Challenge
Pull out each line of the records below that contains the string "grass".

Data

..........

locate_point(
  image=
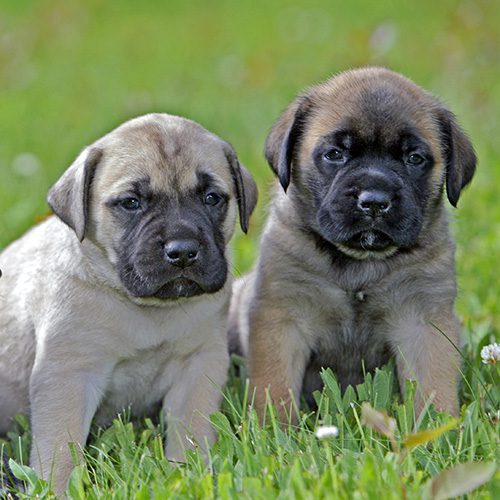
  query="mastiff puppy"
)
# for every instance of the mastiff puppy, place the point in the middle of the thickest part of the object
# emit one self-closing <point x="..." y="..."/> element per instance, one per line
<point x="357" y="261"/>
<point x="120" y="300"/>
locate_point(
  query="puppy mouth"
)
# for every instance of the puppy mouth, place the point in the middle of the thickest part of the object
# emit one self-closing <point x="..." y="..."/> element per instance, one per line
<point x="369" y="244"/>
<point x="178" y="288"/>
<point x="371" y="240"/>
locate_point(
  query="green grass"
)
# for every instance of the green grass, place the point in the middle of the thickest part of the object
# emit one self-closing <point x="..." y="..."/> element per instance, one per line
<point x="70" y="71"/>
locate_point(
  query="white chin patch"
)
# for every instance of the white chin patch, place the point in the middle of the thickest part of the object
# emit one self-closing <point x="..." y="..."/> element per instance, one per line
<point x="359" y="254"/>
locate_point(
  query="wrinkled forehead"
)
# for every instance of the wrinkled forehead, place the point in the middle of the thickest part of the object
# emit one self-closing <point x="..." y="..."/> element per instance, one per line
<point x="171" y="156"/>
<point x="378" y="111"/>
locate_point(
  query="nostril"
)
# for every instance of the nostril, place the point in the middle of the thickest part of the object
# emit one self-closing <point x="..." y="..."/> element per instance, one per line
<point x="182" y="253"/>
<point x="374" y="202"/>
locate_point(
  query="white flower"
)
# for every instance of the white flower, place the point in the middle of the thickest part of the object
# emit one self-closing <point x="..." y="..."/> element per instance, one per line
<point x="490" y="354"/>
<point x="326" y="431"/>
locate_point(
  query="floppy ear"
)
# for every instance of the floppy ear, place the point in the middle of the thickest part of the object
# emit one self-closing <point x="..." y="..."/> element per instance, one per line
<point x="459" y="155"/>
<point x="69" y="196"/>
<point x="246" y="189"/>
<point x="281" y="141"/>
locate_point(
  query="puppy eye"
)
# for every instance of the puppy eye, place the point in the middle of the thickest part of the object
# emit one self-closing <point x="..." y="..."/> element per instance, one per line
<point x="415" y="159"/>
<point x="334" y="155"/>
<point x="212" y="199"/>
<point x="130" y="204"/>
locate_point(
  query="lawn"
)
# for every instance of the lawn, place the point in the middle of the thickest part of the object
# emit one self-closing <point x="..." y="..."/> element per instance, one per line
<point x="72" y="70"/>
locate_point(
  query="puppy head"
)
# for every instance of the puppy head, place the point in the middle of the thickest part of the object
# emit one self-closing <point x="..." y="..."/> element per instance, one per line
<point x="159" y="195"/>
<point x="368" y="154"/>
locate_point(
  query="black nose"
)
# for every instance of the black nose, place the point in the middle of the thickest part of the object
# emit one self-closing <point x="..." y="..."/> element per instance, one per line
<point x="182" y="253"/>
<point x="374" y="203"/>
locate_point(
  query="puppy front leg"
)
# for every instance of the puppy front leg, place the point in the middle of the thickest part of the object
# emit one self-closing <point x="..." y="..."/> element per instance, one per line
<point x="277" y="359"/>
<point x="425" y="353"/>
<point x="195" y="393"/>
<point x="63" y="403"/>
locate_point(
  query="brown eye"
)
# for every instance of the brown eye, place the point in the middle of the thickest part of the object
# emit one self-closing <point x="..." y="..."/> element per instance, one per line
<point x="130" y="204"/>
<point x="334" y="155"/>
<point x="415" y="159"/>
<point x="212" y="199"/>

..........

Exercise result
  query="green grass"
# for every instance of the green grass, place the point in the middle of the thickest part of the object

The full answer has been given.